§ **ABOUT THIS EXERCISE**: Repeat the data exactly, with every line included.

(Natural-language object grounding data)
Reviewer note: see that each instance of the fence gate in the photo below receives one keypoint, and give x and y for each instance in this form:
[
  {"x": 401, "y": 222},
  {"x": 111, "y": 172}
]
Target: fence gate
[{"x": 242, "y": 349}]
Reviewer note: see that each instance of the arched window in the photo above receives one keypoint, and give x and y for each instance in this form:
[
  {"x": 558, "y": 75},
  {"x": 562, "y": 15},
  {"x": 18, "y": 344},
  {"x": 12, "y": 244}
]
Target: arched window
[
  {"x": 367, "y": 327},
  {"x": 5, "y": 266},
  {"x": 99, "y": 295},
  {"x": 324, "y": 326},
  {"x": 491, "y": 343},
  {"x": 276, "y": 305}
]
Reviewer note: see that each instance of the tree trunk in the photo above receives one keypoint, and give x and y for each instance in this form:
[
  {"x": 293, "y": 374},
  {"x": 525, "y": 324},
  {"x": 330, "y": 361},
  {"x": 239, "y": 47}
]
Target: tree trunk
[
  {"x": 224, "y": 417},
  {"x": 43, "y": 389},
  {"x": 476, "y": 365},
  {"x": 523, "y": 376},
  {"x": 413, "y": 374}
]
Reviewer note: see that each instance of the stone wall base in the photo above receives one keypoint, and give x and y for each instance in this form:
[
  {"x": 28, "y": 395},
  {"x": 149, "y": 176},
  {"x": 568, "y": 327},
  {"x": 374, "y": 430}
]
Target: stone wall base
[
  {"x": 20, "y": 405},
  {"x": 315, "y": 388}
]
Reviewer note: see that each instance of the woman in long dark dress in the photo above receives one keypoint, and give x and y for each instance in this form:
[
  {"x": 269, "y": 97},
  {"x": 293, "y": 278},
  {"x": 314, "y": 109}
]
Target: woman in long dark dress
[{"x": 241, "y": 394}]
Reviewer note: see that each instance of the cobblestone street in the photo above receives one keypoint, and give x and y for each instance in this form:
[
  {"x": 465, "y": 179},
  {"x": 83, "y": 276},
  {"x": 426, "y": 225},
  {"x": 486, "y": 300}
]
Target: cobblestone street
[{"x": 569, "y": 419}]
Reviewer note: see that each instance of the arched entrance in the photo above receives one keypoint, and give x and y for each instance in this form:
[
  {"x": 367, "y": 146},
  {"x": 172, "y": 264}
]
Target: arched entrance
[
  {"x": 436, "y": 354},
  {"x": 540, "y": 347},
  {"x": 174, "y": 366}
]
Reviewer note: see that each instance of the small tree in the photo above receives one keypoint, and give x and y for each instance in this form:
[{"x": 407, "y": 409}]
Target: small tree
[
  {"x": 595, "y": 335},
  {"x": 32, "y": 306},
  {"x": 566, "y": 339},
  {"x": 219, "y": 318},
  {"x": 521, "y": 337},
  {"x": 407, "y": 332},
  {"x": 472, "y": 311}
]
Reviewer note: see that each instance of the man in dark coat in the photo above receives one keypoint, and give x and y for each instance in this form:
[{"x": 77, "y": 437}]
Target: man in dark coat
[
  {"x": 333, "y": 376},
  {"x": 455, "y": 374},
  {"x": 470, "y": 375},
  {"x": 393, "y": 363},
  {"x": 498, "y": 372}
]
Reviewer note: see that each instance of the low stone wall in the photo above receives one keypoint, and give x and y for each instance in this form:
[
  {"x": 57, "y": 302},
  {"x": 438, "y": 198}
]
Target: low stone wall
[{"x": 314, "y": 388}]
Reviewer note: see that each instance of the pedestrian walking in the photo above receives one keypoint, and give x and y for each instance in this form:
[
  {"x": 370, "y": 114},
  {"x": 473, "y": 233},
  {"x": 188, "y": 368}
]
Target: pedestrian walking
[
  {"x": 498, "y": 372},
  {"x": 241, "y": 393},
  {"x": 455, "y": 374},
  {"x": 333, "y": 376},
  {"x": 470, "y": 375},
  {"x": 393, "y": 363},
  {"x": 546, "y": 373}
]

§ **RESULT**:
Reviewer note: see that each instance of the fence gate in the photo below receives one keypoint, and give x and y for each instance in this form:
[
  {"x": 401, "y": 222},
  {"x": 111, "y": 172}
]
Target: fence gate
[{"x": 242, "y": 349}]
Reviewer note: see that each instance of the arched window in the photo above receives one keypoint, and give x and y for each instance in this form:
[
  {"x": 558, "y": 75},
  {"x": 562, "y": 15},
  {"x": 18, "y": 344},
  {"x": 12, "y": 244}
]
Target: arched window
[
  {"x": 367, "y": 327},
  {"x": 5, "y": 266},
  {"x": 99, "y": 295},
  {"x": 324, "y": 326},
  {"x": 491, "y": 343},
  {"x": 276, "y": 305}
]
Reviewer note: see that each instance of the tree trunk in the photo above receives one keypoint, and give x and y for each instance in this form:
[
  {"x": 293, "y": 374},
  {"x": 525, "y": 324},
  {"x": 330, "y": 361},
  {"x": 239, "y": 47}
]
Target: tree trunk
[
  {"x": 224, "y": 417},
  {"x": 43, "y": 389},
  {"x": 476, "y": 365},
  {"x": 523, "y": 376},
  {"x": 413, "y": 374}
]
Reviewer note: see that each instance of the stone wall base in the photo above receives one keypoint, and give x and y for each instance in this form:
[
  {"x": 28, "y": 395},
  {"x": 149, "y": 176},
  {"x": 568, "y": 327},
  {"x": 374, "y": 430}
]
Target: stone wall base
[
  {"x": 20, "y": 405},
  {"x": 315, "y": 388}
]
Reviewer note: see that each instance of the woman in long dark dress in the photo above receives one keypoint, and give x and y for each instance in this form:
[
  {"x": 269, "y": 97},
  {"x": 293, "y": 278},
  {"x": 314, "y": 109}
]
Target: woman in long dark dress
[{"x": 241, "y": 394}]
Reviewer note: see that each instance of the cobblestone street in the photo above receives one keypoint, and give x and y for each instance in this form:
[
  {"x": 465, "y": 179},
  {"x": 83, "y": 276},
  {"x": 426, "y": 225},
  {"x": 486, "y": 300}
]
Target: cobblestone street
[{"x": 569, "y": 419}]
Reviewer note: see that each instance of the arched entrance in the photo above receives one keypoint, and give x and y for each instance in this form:
[
  {"x": 367, "y": 146},
  {"x": 172, "y": 264}
]
Target: arched entrance
[
  {"x": 436, "y": 354},
  {"x": 540, "y": 347},
  {"x": 174, "y": 366}
]
Reviewer note: see that each instance of the small tree in the photo above receives one keypoint, and give x and y for each instance in this form:
[{"x": 407, "y": 409}]
Target: small tree
[
  {"x": 595, "y": 335},
  {"x": 32, "y": 306},
  {"x": 566, "y": 339},
  {"x": 219, "y": 318},
  {"x": 521, "y": 337},
  {"x": 407, "y": 332},
  {"x": 472, "y": 311}
]
Reviewer note: see that each instance of the man in dark coat in the photo above receives one keypoint, and give x and y for each instance in this form:
[{"x": 77, "y": 437}]
Target: man in dark coat
[
  {"x": 333, "y": 376},
  {"x": 455, "y": 374},
  {"x": 470, "y": 375},
  {"x": 393, "y": 363},
  {"x": 498, "y": 372}
]
Reviewer note: see that each instance of the low stone wall in the photo above receives one keypoint, and give x and y for each instance in this form:
[
  {"x": 57, "y": 302},
  {"x": 438, "y": 198}
]
Target: low stone wall
[{"x": 314, "y": 388}]
Reviewer note: see that each instance of the pedestrian walking in the photo above receives one keypoint, and give x and y for each instance in this form:
[
  {"x": 370, "y": 114},
  {"x": 473, "y": 233},
  {"x": 188, "y": 368}
]
Target: pedestrian walking
[
  {"x": 498, "y": 372},
  {"x": 241, "y": 393},
  {"x": 455, "y": 374},
  {"x": 333, "y": 376},
  {"x": 470, "y": 375},
  {"x": 393, "y": 363},
  {"x": 546, "y": 373}
]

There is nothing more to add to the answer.